## Start
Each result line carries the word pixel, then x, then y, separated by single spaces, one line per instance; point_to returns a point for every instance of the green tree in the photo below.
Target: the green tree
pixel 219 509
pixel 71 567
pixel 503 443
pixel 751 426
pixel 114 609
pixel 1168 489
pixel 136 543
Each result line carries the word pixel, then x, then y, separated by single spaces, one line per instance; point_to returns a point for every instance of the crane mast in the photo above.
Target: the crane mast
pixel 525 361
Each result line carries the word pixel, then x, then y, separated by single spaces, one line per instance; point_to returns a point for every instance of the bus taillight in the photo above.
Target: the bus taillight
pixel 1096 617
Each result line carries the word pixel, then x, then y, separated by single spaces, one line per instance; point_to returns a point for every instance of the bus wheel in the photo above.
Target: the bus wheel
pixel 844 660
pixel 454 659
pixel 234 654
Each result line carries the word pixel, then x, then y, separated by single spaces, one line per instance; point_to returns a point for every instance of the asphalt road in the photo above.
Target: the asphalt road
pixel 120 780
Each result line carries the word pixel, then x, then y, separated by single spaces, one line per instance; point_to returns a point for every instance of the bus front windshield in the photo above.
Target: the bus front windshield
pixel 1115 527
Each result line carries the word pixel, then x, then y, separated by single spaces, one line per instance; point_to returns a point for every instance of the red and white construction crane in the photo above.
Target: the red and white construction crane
## End
Reproduce all of the entries above verbatim, line by line, in their original order.

Each result line carries the word pixel, then x, then y, separated by single spaces, one line per instance; point_to returns a point for every instance of the green tree in the photo below.
Target: the green tree
pixel 219 509
pixel 71 567
pixel 503 443
pixel 751 426
pixel 114 609
pixel 1168 489
pixel 136 543
Each result line carries the word pixel, then x, then y, separated by single spaces, one line per instance; point_to returns a point for every instance of the crane mast in the photo above.
Target: the crane mast
pixel 525 361
Each result line carries the word pixel, then x, then y, separated by single spaces, one line per instance; point_to returns a point for every instance of the bus taillight in the photo above.
Target: the bus taillight
pixel 1096 617
Each result line carries the word pixel, then x, then y, separated by single spaces, one line per instance; point_to returns a point for every instance of the bus wheel in the photo above.
Target: the bus wheel
pixel 844 660
pixel 454 659
pixel 234 654
Each result line carries the word pixel, then x, then y, separated by single spaces, one line per instance; point_to returns a point for every instance of the asphalt road in the photo above.
Target: the asphalt road
pixel 120 780
Each result line carries the word pixel, then x, then y, separated by single spaces, one line per instance; point_to returns a point for every instance of the bus front windshield in the photo above.
Target: the bus front windshield
pixel 1115 527
Each result line carries the word pixel, then x, then y, separated by single spaces, one line per instance; point_to returns a point for every instance of the red and white construction crane in the photo above.
Target: the red and white construction crane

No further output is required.